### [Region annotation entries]

- - -

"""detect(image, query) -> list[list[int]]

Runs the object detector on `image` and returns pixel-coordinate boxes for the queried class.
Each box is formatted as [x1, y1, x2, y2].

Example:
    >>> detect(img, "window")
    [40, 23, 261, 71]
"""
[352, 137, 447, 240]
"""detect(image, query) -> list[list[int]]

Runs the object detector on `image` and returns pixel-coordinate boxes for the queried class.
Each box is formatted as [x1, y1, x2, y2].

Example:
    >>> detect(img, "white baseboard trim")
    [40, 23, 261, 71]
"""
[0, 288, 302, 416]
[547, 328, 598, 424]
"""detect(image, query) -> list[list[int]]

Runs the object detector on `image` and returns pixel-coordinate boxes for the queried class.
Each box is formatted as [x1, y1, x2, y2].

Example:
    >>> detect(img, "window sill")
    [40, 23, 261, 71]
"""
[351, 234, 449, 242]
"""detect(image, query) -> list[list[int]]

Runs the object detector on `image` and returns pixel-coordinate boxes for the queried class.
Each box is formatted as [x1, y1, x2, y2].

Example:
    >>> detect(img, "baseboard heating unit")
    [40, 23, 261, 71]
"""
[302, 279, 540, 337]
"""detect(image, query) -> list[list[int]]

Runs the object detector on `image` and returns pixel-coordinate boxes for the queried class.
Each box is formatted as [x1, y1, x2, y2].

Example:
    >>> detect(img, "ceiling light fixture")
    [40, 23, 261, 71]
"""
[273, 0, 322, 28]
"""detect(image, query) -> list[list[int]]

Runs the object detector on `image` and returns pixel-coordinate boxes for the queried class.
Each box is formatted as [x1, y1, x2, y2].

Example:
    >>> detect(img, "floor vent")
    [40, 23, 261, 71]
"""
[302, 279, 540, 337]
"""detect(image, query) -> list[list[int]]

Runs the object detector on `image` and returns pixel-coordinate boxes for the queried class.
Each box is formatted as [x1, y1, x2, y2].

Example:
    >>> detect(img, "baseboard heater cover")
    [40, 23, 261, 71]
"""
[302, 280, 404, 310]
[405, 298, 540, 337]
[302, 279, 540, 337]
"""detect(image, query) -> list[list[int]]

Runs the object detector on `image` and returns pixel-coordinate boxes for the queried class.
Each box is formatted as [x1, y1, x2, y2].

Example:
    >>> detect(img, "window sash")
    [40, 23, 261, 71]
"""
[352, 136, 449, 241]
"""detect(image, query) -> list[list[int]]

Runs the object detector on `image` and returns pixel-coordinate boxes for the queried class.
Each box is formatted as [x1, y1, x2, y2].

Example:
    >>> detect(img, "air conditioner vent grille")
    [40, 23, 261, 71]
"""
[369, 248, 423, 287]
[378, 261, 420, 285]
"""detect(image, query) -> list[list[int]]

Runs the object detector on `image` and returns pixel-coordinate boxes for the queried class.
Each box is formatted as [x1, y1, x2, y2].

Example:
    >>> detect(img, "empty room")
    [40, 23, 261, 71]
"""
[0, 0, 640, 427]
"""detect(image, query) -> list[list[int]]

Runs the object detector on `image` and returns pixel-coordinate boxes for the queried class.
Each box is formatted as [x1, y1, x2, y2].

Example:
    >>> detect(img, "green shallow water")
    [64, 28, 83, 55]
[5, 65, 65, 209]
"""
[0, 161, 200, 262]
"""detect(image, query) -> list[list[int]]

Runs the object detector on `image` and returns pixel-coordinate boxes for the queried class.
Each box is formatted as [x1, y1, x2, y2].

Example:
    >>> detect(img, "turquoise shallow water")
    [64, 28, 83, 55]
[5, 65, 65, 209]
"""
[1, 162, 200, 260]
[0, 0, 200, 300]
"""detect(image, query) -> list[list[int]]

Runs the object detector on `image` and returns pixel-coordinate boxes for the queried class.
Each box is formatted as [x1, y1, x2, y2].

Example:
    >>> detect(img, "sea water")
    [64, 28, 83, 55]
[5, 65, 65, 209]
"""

- - -

### [Task objective]
Locate each line in the records that contains the string "baseboard", and copy those lines.

### [Written answer]
    >>> detect(img, "white baseboard trim")
    >>> detect(img, "baseboard heating unit")
    >>> detect(img, "baseboard heater cover")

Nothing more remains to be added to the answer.